* Start Extracted records *

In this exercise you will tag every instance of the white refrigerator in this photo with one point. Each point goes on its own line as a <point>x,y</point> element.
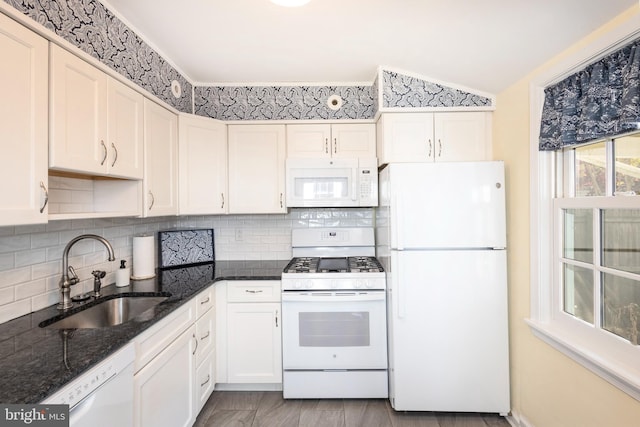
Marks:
<point>441,237</point>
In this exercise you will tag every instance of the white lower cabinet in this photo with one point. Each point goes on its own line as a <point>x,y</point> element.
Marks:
<point>164,388</point>
<point>249,349</point>
<point>175,365</point>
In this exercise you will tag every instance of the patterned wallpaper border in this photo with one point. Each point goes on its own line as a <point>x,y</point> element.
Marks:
<point>89,25</point>
<point>404,91</point>
<point>283,102</point>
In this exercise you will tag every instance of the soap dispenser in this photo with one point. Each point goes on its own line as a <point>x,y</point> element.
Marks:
<point>123,274</point>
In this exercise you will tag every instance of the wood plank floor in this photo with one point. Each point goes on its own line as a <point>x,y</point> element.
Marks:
<point>269,409</point>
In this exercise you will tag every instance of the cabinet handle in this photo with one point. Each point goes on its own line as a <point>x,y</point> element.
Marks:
<point>196,348</point>
<point>207,380</point>
<point>46,196</point>
<point>116,156</point>
<point>104,158</point>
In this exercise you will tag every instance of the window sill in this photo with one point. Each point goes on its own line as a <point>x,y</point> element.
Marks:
<point>592,357</point>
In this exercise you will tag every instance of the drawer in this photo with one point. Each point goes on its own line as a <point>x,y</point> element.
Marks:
<point>204,301</point>
<point>253,291</point>
<point>205,334</point>
<point>205,380</point>
<point>155,339</point>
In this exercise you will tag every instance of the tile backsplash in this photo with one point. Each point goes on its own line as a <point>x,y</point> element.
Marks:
<point>31,256</point>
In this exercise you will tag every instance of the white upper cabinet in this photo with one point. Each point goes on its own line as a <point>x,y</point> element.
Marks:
<point>78,126</point>
<point>125,140</point>
<point>96,121</point>
<point>331,140</point>
<point>202,171</point>
<point>256,169</point>
<point>428,137</point>
<point>160,188</point>
<point>23,124</point>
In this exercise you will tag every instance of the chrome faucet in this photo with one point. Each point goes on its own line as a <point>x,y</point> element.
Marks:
<point>69,276</point>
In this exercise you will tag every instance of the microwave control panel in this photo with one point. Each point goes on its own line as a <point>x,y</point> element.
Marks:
<point>368,183</point>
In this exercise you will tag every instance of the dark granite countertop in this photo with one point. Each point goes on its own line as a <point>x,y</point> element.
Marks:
<point>35,362</point>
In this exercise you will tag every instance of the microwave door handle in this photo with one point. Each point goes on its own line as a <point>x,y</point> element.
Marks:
<point>354,184</point>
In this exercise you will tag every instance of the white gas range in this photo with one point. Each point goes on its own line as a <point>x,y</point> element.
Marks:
<point>334,316</point>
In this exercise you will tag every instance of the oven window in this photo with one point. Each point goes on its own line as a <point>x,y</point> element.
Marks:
<point>334,329</point>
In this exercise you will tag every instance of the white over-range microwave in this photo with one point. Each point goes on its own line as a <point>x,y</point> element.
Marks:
<point>332,182</point>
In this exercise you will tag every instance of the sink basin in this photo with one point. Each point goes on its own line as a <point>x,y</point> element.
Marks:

* End Extracted records *

▶ **What you are asked to do**
Please rename "Marks" to "Labels" in the entries starting at the line containing "In this exercise you will tag every instance of the drawer" and ending at the line containing "<point>69,276</point>", and give back only those lines with everything else unchanged.

▶ **Finished answer**
In this exercise you will tag every instance of the drawer in this photo with one point. Each point goes on its own line as a <point>x,y</point> element.
Labels:
<point>204,301</point>
<point>253,291</point>
<point>205,334</point>
<point>205,380</point>
<point>155,339</point>
In this exercise you will tag every instance of the tile backsplash in this photo with one point. Each point goes on its own line as a <point>x,y</point> element.
Labels:
<point>31,256</point>
In this exercise you will tag every instance of the white upper cabinet in this photo with one point. Each point goes on its own line as a <point>x,y</point> element.
Labels:
<point>78,126</point>
<point>125,140</point>
<point>96,121</point>
<point>331,140</point>
<point>202,171</point>
<point>256,169</point>
<point>428,137</point>
<point>160,188</point>
<point>23,124</point>
In this exercise you will tag every instance of the chrome faucet in this photo with one point. Each point goes on its own line as a <point>x,y</point> element.
Labels:
<point>69,276</point>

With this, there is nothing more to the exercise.